• _SUPPLIED PASSAGE_
# Tesco Mobile anyone have it any good???



## Frank (23 Mar 2016)

I was looking at changing the phone.

Tesco popped up with a decent looking deal for a new smart phone.

I know they don't have 4G not that much of a deal for me.

Are they any good I know they piggy back on Three / O2


----------



## rob oyle (23 Mar 2016)

Frank said:


> I know they don't have 4G not that much of a deal for me.
> 
> Are they any good I know they piggy back on Three / O2


Been with them for a few years now, no issues. They do work off the O2 network (and presumably the Three network also now) anywhere coverage isn't so great might be an issue. My only complaint is that I'm on a very cheap (and old) package which only includes 1GB of data and I sail close to the wind on that each month.


----------



## Frank (23 Mar 2016)

Thanks Rob

They seem to be doing some good data packages now 30 for 500 mins 500 txts and 15GB on bill pay then looks like good offers on mobiles hence the query.

24 months contract is a pain but what can you do.

Might be time to switch


----------



## Jazz01 (23 Mar 2016)

Frank - as an alternative... if you can pick up a sim free phone (argos etc), I would recommend http://48months.ie/ for packages... just throwing out an alternative, been using this for a number of years and very happy with them. Excellent customer support too (all online, which suits me)


----------



## horusd (23 Mar 2016)

I'm with them for yrs, and love em!  I do the €15 a month package with unlimited IRL calls which Tesco don't acutally charge for. €10 (of your 15 top-up ) buys you unlimited texts and €5 buys you 1GB of data which I've never exceeded.  Can be pricey when abroad, so make sure to turn-off roaming.  BTW you can use tesco coupons to buy credit if you shop in their stores, they even do a power-up top up where a €5 coupon buys you €15 credit for the phone, finally there is no contract.  What's not to like?


----------



## Frank (23 Mar 2016)

How's the coverage though H


----------



## mathepac (23 Mar 2016)

@Frank TescoMobile also have SIM free packages with unlimited calls & unlimited texts & 15GB data / month plus 200 free national web-texts & 50 free international web-texts. It's a 30-day only contract for €25 / month. 2nd to none I am a customer for some time and any time I've had an issue it's been sorted with credits, Tesco points, or bill cancellation. I also have a Tesco loyalty card and convert vouchers on the statement to cash to pay my phone bill. €5 in vouchers coverts to €15 off my phone bill.

http://www.tescomobile.ie/shoppingcart/index.aspx

HTH


----------



## horusd (23 Mar 2016)

Coverage is very good.   I have heard some mumblings about the coverage since O2 were taken over the Three, but I haven't had any issues. I live in Dublin but routinely hike in the country and haven't experienced many instances of no coverage.


----------



## Frank (23 Mar 2016)

Thanks for the replies.

Was looking at the sim free options but I have a hankering for a new smart phone.

• _WHAT TO PRODUCE_
Answer these from the Tesco Mobile thread:
1. How much data does rob oyle's old package include?
2. How long is the contract that Frank calls a pain?
3. What does the 30-day SIM free package described by mathepac cost each month?

• _EXCERPTED DATA_
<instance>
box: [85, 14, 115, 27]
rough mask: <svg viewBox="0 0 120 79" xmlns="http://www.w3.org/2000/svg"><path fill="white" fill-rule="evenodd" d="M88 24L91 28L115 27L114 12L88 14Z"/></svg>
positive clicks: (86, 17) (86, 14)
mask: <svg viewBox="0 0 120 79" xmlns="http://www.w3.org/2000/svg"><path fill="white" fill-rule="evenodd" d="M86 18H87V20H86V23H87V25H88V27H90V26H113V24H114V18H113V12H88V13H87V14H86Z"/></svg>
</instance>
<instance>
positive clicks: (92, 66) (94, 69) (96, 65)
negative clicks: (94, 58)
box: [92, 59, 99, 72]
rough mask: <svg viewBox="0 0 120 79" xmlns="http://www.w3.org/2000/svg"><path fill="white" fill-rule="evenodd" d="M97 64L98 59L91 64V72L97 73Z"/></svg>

• _OUTPUT FOR THIS TASK_
1. 1GB
2. 24 months
3. €25